_Selected passage_.
╭──

{smcl}
{*      *! version 1.0 2021-02-06}{...}
{vieweralsosee "ml" "help ml"}{...}
{vieweralsosee "python" "help python"}{...}
{vieweralsosee "mlad utility functions" "help mlad_utility"}{...}

{hline}

{title:Title}

{p2colset 5 13 17 2}{...}
{p2col :{hi:mlad }{hline 2}}Maximum likelihood estimation with automatic differentiation using Python.{p_end}
{p2colreset}{...}

{title:Syntax}

{p 8 20 2}
{cmd:mlad} 
{it:{help mlad##eq:eq}}
[{it:{help mlad##eq:eq}} ...]
{ifin},
llfile(filename)

╰──

_List of tasks_.
• A. Render the title line of the mlad help file, "Maximum likelihood estimation with automatic differentiation using Python.", in Spanish.
• B. According to the mlad help file, what programming language does mlad use for automatic differentiation?
These rows were taken from a different source.

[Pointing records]
╭──

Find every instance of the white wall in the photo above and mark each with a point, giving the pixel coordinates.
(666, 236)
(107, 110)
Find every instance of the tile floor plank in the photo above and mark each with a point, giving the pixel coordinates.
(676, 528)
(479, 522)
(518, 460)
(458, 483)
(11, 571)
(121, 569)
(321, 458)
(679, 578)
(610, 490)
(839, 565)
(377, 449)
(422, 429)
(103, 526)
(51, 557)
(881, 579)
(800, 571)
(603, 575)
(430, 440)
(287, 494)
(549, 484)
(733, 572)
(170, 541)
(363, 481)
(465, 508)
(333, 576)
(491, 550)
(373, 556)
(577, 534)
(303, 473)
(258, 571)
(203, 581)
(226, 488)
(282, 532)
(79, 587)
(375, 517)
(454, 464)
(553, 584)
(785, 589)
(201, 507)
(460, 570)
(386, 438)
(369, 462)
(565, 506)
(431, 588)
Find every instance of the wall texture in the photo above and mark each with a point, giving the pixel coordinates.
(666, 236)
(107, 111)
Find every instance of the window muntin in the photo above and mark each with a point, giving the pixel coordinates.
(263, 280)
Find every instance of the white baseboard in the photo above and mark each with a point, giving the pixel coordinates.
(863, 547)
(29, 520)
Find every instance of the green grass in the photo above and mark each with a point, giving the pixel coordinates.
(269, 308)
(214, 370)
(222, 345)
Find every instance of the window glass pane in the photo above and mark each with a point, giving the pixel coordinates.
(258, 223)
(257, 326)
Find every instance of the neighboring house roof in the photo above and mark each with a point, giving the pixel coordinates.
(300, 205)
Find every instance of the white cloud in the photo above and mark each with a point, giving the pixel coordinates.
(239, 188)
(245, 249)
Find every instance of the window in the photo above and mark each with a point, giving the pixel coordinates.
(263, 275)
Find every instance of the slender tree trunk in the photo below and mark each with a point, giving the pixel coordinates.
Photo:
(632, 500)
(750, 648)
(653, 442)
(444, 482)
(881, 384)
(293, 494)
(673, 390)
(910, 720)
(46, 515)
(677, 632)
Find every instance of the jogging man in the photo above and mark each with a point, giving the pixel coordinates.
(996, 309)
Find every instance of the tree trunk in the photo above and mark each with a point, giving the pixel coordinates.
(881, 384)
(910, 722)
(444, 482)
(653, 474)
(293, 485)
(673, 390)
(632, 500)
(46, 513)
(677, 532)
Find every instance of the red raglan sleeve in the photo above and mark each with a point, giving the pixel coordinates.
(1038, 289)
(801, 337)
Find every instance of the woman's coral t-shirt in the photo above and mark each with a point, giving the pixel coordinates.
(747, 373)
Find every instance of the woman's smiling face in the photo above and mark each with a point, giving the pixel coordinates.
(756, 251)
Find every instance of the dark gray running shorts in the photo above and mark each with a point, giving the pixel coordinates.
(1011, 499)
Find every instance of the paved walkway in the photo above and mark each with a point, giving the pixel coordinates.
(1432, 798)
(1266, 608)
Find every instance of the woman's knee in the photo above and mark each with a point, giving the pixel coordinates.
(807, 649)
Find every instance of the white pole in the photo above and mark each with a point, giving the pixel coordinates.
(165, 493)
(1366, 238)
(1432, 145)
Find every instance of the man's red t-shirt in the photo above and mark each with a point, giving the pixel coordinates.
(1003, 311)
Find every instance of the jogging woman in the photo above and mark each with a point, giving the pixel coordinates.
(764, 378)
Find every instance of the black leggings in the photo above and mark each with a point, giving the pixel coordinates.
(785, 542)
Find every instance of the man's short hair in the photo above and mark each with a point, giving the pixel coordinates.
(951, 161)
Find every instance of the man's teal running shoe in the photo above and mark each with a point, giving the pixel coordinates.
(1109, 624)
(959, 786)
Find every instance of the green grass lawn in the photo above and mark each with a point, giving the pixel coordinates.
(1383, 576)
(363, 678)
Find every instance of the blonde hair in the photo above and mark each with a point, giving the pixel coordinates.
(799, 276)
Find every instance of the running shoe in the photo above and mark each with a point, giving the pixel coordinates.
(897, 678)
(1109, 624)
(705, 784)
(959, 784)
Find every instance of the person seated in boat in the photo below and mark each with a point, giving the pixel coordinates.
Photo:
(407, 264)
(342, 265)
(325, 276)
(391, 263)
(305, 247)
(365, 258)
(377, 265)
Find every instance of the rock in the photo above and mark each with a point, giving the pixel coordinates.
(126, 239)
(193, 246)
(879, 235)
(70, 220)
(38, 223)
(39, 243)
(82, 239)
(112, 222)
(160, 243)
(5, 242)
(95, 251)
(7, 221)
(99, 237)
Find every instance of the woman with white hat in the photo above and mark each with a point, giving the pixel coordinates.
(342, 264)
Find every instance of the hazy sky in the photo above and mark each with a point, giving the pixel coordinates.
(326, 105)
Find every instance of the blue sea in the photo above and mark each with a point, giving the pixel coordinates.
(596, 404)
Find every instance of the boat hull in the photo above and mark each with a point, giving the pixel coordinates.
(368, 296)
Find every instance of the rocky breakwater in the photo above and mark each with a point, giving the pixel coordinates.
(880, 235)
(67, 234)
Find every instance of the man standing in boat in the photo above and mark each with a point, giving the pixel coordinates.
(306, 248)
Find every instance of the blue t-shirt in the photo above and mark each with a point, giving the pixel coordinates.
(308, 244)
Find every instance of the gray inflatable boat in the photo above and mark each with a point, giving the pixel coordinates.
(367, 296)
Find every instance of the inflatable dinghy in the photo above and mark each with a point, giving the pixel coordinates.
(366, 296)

╰──

_Results_.
• A. Estimación por máxima verosimilitud con diferenciación automática usando Python.

• B. Python.